%%
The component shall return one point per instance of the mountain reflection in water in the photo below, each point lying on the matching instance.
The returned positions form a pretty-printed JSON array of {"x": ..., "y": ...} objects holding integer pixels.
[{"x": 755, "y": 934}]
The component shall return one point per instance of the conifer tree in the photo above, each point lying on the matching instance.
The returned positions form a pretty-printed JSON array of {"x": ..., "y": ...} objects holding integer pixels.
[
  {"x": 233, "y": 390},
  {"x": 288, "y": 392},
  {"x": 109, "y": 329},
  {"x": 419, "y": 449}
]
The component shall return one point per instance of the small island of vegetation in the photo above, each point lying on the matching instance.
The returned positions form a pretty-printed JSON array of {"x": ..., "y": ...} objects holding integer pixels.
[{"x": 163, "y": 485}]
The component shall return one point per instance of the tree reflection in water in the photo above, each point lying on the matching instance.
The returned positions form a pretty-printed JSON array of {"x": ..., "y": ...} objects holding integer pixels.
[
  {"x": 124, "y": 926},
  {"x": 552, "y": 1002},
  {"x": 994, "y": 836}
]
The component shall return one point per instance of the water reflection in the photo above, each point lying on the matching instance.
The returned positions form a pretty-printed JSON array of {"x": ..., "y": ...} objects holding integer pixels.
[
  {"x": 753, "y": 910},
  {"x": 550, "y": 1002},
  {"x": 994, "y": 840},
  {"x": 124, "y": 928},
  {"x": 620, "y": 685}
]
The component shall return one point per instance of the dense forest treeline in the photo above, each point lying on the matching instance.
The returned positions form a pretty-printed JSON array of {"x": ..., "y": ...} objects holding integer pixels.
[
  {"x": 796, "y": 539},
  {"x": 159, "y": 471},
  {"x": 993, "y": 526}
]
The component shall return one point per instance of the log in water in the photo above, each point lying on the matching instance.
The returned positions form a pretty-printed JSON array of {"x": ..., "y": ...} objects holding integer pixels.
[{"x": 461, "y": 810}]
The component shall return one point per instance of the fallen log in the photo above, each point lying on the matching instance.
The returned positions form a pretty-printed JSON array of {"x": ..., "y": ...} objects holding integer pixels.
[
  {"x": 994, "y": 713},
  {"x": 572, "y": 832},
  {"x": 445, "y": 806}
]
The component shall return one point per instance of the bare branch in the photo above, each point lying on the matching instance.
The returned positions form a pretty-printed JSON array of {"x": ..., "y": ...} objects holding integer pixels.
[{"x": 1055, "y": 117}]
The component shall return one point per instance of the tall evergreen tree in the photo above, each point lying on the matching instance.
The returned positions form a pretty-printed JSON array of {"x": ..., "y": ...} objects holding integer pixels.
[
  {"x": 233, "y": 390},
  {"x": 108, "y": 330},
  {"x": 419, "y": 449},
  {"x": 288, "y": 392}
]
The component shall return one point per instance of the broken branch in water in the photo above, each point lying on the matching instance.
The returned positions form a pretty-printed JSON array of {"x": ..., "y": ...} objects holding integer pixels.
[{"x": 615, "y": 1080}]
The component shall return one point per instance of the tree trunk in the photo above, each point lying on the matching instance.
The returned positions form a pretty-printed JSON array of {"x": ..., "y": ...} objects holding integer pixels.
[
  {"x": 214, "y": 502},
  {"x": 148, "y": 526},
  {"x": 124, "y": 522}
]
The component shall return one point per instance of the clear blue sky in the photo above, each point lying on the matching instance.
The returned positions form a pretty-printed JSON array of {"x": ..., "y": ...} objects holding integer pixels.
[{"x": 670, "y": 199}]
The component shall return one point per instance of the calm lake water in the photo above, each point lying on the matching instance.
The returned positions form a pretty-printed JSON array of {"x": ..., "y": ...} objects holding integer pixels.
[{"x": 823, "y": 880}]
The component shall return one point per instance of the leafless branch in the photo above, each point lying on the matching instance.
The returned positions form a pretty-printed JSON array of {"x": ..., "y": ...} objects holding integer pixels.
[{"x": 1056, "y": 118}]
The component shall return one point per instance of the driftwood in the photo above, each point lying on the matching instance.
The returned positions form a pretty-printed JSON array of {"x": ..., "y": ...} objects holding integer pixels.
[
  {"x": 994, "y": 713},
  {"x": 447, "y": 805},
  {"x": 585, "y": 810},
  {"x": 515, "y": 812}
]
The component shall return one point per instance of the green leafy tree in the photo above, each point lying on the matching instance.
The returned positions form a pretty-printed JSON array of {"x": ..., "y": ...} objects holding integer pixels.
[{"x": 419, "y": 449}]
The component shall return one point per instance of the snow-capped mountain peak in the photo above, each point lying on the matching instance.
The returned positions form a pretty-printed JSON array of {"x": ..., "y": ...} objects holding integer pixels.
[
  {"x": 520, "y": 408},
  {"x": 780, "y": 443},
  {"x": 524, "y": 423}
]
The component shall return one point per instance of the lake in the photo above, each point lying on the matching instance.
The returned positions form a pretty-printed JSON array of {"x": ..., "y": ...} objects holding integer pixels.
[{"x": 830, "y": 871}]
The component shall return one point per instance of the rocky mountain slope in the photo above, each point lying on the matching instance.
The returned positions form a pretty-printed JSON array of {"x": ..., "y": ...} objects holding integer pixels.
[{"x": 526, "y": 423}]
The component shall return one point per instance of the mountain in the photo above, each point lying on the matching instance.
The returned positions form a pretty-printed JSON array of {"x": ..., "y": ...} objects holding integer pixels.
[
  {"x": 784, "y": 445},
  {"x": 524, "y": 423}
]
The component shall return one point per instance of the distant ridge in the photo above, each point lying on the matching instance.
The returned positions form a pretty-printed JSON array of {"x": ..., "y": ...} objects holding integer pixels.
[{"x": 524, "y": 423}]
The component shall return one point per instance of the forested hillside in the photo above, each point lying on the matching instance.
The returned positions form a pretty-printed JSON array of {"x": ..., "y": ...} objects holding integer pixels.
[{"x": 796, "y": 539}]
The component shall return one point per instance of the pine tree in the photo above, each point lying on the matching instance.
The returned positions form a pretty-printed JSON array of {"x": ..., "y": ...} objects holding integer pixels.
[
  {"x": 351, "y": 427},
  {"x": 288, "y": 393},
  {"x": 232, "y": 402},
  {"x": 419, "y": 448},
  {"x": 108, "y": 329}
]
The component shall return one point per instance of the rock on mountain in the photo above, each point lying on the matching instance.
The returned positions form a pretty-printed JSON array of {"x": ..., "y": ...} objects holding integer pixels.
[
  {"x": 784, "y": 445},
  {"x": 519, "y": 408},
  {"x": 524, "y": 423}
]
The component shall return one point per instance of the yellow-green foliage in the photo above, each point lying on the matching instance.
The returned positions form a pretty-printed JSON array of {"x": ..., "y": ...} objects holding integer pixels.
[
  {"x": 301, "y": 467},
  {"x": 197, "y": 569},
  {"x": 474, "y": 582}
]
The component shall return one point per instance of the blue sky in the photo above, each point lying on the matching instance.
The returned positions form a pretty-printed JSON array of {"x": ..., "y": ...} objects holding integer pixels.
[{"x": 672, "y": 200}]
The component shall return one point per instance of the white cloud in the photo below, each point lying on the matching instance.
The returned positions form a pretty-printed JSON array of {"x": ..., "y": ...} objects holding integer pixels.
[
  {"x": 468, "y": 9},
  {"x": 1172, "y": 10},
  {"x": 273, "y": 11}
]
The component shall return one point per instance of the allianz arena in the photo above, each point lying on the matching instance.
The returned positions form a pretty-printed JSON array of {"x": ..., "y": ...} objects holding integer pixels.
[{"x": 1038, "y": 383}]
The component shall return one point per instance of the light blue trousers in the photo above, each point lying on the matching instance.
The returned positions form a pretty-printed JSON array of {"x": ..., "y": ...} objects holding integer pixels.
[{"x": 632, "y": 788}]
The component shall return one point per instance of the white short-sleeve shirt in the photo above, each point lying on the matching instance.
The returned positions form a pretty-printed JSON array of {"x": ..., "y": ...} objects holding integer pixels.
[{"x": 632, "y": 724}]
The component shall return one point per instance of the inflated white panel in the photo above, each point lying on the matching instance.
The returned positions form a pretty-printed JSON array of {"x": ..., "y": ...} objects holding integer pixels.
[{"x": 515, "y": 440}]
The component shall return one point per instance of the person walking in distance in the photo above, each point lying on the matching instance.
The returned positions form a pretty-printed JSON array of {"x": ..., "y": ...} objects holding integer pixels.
%%
The lines to quote run from the one containing "of the inflated" through the final line of the material above; please give them exactly, both ends included, and nothing else.

The component shall return one point per instance of the inflated white panel in the photo above, each point lying on the matching instance.
The returned positions form a pretty-printed JSON array of {"x": ..., "y": ...} objects holding integer pixels.
[{"x": 515, "y": 440}]
The component shall return one point per instance of the person walking in distance in the photo above, each point lying on the matching instance.
The returned positions form a pretty-printed JSON array of {"x": ..., "y": ...} objects holding integer pixels.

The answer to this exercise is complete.